Task details:
Copy out the whole article on rebalancing games that get updates, below, word for word and in full, without the rows that follow it.

Page text:
◆ ◆ ◆ ◆

Game Rebalancing in Updating Games

I mean, if you're not already sold by having the prospect of TWO Cecils in your party, I don't know what else I can do.

I mean, if you’re not already sold by having the prospect of TWO Cecils in your party, I don’t know what else I can do.

アップデートされているゲームの再バランスについて

Or, What Final Fantasy Record Keeper Does Right

Back In My Day

In those early days of uphill walking, not looking at the weather report, and making considerable mistakes in regards to footwear, video games were cut and dry on launch. Remakes and ports were rare (Sakaguchi mentions that he didn’t want to make them while at Square), and patches for games were almost nonexistent, especially in the console scene. When a game was released, it was done.

As a developer, this meant that games needed to be playtested thoroughly, and that everything needed to be done to make sure a game worked and worked well upon release. Thankfully, in that era, games had a fraction of the complexity they have now, and in regards to console games, never had to worry about what hardware they were running on. So developers could reasonably make a game, test it, and ship it, without having to consider what would happen when a software update causes a bug, or whether or not an update that someone suggests is even viable.

It’s done.

Nothing we can do about it.

A Complex World

Landscapes changed, however, and with the shift came more complex games and more ways to update games.

The internet (which arose alongside updating games, for obvious reasons) is awash with people nowadays who cry foul when games are released broken or problematic in areas. Criticism is a good thing on the whole, and the communication of bugs and other game-related problems has made games even more polished then their former counterparts.

What many people forget is how broken games were in the past. Look at lists of glitches for old games. There’s a lot of them! But there’s not much you could do about them except continue (or restart, if you had one of those glitches that ruined your save files; or quit). The number of games without bugs is small, and my guess is that most of those games are quite simple in design.

◆ ◆ ◆ ◆

Information given:

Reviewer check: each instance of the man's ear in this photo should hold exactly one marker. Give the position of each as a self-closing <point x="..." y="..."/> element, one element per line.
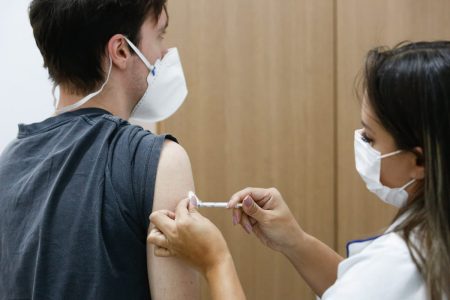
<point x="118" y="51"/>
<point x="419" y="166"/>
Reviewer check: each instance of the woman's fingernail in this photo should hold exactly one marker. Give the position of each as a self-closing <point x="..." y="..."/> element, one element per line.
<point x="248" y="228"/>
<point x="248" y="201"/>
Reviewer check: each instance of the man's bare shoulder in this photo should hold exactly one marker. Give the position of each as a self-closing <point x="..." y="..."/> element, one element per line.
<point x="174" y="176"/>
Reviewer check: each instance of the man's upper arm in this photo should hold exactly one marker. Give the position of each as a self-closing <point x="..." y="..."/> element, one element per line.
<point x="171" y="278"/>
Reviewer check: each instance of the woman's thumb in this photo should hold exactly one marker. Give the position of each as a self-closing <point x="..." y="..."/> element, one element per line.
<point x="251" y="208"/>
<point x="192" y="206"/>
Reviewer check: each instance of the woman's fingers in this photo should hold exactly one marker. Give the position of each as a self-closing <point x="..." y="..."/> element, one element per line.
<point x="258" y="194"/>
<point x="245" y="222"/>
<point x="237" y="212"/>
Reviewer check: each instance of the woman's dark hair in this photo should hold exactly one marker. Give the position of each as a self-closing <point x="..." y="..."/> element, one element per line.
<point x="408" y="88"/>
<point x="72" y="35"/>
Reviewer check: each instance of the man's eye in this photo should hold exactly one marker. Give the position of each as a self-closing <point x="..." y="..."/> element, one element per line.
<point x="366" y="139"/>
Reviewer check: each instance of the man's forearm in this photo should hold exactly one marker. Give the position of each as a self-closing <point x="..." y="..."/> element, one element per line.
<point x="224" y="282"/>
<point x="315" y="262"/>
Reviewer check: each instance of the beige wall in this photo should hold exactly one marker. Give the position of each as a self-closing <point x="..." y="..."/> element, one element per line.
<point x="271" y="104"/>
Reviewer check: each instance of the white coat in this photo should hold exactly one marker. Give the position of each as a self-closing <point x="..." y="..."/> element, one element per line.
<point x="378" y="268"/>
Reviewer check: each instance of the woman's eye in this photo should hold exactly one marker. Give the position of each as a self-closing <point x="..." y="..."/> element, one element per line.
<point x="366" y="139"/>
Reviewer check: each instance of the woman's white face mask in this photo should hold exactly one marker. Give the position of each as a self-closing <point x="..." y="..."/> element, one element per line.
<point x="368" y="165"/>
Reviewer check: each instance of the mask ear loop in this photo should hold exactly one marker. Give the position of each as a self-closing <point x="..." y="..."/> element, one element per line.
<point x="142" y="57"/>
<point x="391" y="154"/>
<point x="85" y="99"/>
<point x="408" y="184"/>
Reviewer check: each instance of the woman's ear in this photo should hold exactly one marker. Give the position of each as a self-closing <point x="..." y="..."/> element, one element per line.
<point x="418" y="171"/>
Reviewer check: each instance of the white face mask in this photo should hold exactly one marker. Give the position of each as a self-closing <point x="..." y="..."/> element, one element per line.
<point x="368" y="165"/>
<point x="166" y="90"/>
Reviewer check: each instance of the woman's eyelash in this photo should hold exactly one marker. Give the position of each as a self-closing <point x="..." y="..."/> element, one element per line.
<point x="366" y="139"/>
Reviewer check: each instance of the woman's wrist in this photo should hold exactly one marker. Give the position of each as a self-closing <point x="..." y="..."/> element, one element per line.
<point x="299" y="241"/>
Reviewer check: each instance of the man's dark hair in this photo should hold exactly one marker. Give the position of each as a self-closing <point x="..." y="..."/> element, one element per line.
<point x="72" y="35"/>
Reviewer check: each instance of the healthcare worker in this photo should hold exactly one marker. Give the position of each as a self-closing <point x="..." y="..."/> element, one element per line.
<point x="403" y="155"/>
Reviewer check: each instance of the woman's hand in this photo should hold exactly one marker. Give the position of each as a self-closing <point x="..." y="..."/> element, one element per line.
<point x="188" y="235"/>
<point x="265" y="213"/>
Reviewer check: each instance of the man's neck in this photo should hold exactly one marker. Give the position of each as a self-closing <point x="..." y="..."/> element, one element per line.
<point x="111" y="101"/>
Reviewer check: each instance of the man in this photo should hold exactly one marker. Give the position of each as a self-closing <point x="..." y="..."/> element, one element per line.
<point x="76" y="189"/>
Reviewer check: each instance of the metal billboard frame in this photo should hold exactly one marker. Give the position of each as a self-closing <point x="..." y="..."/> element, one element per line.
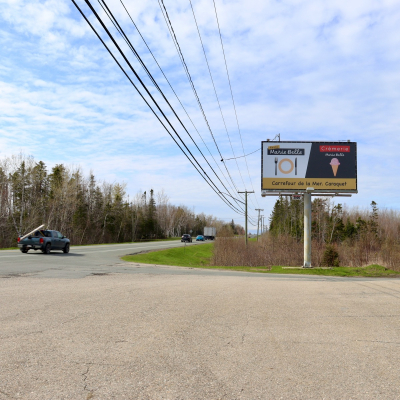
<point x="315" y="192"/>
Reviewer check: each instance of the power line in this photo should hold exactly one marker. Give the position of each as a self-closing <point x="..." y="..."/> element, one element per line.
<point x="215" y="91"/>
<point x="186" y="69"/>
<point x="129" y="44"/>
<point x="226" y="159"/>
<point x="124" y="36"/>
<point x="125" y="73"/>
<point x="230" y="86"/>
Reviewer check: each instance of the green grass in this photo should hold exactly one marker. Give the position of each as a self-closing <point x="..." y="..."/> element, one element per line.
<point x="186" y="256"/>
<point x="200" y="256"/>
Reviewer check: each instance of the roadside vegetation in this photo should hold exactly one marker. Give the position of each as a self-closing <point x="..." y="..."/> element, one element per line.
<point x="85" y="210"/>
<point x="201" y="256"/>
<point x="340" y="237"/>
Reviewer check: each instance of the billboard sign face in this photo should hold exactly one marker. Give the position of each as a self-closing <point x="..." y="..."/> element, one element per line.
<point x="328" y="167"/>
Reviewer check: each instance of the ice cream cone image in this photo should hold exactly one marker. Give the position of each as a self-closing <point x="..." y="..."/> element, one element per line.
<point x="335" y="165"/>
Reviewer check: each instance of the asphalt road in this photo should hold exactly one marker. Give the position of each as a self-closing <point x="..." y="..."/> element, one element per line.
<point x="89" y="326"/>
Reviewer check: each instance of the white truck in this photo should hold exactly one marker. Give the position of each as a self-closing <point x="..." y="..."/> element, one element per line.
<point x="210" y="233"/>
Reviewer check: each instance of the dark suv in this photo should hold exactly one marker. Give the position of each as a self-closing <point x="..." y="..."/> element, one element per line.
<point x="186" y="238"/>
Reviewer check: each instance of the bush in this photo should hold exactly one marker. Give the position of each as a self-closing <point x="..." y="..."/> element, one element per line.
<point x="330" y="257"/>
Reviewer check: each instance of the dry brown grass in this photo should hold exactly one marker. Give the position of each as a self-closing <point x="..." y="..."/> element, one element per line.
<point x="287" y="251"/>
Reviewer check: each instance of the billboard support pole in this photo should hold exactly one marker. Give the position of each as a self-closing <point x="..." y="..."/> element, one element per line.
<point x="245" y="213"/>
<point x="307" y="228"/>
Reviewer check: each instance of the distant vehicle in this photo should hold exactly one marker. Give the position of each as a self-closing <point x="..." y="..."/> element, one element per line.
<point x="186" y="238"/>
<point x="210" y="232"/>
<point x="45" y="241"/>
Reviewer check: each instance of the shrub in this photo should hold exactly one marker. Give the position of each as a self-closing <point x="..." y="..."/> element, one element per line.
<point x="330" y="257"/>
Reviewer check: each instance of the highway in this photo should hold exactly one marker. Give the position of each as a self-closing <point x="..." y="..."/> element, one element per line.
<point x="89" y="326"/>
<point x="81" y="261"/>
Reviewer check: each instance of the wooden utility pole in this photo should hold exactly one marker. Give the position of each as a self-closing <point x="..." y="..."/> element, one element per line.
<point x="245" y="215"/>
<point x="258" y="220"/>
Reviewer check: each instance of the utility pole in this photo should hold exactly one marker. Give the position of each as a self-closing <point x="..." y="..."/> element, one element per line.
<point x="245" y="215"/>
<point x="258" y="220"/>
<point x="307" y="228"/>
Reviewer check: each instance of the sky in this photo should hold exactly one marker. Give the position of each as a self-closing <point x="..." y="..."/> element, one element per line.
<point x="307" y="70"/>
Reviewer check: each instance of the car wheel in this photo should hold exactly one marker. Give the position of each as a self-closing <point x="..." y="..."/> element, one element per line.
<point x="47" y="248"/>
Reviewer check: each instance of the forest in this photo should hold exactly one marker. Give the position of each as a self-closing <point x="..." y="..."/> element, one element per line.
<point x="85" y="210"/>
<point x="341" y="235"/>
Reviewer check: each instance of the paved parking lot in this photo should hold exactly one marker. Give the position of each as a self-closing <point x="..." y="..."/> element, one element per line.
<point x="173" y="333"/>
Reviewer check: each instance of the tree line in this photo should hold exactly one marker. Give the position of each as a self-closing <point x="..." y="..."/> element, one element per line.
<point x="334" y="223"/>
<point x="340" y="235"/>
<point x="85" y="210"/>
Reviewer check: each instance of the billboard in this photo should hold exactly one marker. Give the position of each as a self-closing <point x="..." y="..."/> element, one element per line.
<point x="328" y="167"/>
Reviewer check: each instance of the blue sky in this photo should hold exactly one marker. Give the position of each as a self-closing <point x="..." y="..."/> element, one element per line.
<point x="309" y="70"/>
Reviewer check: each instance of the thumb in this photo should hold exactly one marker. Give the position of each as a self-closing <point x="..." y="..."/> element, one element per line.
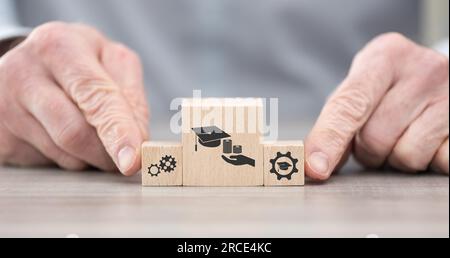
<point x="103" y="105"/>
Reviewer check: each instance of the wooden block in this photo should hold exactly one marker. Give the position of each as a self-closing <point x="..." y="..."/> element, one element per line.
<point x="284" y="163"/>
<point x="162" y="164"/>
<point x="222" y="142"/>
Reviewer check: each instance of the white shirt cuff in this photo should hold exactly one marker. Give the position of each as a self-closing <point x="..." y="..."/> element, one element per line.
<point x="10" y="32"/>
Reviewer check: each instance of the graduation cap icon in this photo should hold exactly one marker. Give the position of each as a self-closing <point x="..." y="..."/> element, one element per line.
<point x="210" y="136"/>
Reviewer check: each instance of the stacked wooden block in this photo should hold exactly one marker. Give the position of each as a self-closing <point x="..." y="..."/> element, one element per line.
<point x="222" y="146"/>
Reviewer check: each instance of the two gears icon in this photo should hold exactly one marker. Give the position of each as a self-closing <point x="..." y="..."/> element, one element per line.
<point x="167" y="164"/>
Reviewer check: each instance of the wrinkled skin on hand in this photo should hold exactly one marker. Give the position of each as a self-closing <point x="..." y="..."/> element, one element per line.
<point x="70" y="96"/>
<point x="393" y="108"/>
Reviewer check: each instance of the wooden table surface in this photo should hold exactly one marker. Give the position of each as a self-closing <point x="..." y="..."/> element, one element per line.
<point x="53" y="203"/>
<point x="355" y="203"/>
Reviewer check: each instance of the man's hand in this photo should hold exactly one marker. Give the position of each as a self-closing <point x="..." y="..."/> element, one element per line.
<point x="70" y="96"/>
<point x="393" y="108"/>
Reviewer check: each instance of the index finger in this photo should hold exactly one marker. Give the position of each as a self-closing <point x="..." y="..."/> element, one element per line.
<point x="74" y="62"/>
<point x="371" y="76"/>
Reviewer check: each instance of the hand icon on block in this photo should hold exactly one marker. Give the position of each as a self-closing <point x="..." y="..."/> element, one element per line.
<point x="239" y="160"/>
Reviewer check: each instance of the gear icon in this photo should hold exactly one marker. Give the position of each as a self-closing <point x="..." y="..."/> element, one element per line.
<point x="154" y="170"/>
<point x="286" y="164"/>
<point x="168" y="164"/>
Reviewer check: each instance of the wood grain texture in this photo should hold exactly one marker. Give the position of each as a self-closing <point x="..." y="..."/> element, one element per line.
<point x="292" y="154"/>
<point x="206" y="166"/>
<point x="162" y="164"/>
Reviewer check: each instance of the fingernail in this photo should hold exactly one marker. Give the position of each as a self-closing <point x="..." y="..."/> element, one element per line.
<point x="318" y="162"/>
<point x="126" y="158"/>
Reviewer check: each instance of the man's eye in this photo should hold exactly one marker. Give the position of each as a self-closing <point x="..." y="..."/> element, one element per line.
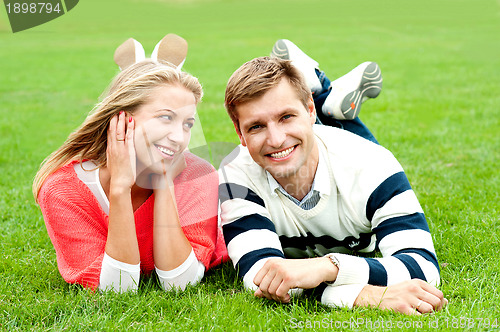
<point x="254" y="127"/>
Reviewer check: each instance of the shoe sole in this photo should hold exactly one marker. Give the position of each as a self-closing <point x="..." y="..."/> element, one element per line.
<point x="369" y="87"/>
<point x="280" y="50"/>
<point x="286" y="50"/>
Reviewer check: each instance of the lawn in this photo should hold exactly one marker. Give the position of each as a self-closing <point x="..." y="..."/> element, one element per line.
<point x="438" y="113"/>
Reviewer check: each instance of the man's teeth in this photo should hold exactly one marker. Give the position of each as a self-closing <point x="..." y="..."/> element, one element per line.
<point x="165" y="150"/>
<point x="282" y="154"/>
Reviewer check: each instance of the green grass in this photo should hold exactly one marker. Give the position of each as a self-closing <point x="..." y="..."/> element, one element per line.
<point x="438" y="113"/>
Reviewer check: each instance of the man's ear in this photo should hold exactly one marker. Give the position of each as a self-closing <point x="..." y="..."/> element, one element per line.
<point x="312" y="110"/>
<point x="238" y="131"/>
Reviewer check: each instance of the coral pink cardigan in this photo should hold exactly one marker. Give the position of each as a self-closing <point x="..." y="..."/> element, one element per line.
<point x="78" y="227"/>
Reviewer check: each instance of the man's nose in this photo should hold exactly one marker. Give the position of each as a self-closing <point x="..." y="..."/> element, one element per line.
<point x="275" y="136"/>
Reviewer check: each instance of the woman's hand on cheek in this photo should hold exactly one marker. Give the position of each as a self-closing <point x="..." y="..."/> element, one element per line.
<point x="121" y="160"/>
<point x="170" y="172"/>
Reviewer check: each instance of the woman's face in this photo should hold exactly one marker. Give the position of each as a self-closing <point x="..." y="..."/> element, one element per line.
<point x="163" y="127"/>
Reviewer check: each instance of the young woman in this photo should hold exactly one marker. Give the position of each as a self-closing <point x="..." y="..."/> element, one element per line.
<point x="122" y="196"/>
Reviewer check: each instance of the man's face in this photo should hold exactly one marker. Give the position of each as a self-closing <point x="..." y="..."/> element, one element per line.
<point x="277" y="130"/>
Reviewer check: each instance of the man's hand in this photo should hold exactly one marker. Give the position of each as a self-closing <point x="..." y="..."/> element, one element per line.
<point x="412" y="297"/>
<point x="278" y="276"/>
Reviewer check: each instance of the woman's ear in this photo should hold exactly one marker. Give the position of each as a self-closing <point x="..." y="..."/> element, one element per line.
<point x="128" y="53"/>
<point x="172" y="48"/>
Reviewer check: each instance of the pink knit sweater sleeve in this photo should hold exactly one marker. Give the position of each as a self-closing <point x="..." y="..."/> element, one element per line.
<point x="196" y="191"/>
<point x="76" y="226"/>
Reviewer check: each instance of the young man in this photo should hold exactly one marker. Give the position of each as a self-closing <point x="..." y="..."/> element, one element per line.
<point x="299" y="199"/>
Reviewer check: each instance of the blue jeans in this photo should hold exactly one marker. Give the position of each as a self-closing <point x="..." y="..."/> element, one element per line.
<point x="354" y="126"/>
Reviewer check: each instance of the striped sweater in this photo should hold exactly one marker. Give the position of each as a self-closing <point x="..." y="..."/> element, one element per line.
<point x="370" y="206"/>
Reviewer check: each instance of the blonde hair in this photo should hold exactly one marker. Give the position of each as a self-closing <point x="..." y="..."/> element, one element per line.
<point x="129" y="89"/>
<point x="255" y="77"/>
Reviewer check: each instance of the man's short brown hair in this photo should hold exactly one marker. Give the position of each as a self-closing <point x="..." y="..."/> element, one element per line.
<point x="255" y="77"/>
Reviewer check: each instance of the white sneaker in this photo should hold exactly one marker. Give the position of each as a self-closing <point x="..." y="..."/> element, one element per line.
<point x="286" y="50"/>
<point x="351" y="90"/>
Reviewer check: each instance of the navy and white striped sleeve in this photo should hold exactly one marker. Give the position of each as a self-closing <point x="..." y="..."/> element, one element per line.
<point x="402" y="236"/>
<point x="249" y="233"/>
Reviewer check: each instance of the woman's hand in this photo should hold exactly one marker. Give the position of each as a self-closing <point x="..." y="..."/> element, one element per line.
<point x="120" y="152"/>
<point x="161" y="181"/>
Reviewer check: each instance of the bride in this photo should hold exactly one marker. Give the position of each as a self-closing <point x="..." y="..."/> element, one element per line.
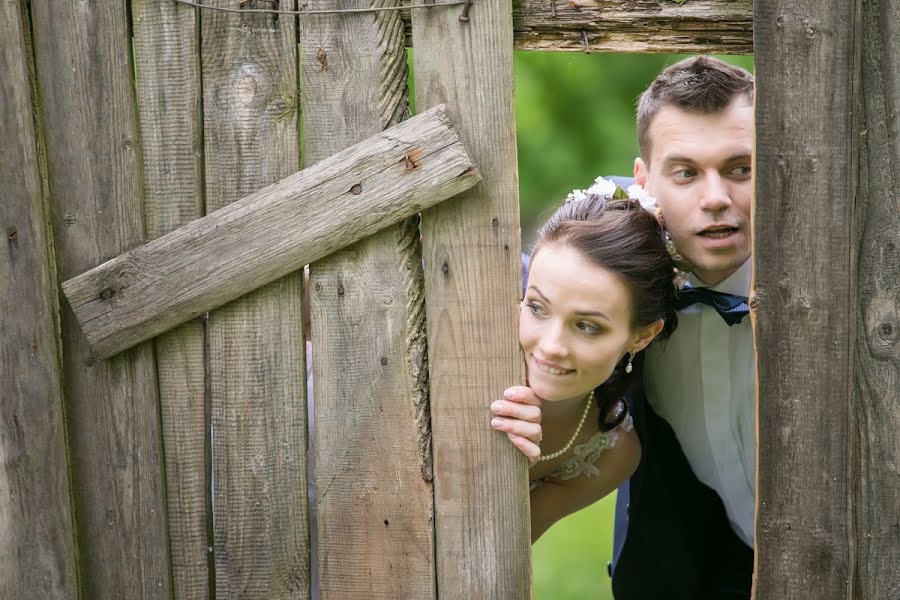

◆ ◆ ◆ ◆

Final result:
Game Rebalancing in Updating Games

I mean, if you're not already sold by having the prospect of TWO Cecils in your party, I don't know what else I can do.

I mean, if you’re not already sold by having the prospect of TWO Cecils in your party, I don’t know what else I can do.

アップデートされているゲームの再バランスについて

Or, What Final Fantasy Record Keeper Does Right

Back In My Day

In those early days of uphill walking, not looking at the weather report, and making considerable mistakes in regards to footwear, video games were cut and dry on launch. Remakes and ports were rare (Sakaguchi mentions that he didn’t want to make them while at Square), and patches for games were almost nonexistent, especially in the console scene. When a game was released, it was done.

As a developer, this meant that games needed to be playtested thoroughly, and that everything needed to be done to make sure a game worked and worked well upon release. Thankfully, in that era, games had a fraction of the complexity they have now, and in regards to console games, never had to worry about what hardware they were running on. So developers could reasonably make a game, test it, and ship it, without having to consider what would happen when a software update causes a bug, or whether or not an update that someone suggests is even viable.

It’s done.

Nothing we can do about it.

A Complex World

Landscapes changed, however, and with the shift came more complex games and more ways to update games.

The internet (which arose alongside updating games, for obvious reasons) is awash with people nowadays who cry foul when games are released broken or problematic in areas. Criticism is a good thing on the whole, and the communication of bugs and other game-related problems has made games even more polished then their former counterparts.

What many people forget is how broken games were in the past. Look at lists of glitches for old games. There’s a lot of them! But there’s not much you could do about them except continue (or restart, if you had one of those glitches that ruined your save files; or quit). The number of games without bugs is small, and my guess is that most of those games are quite simple in design.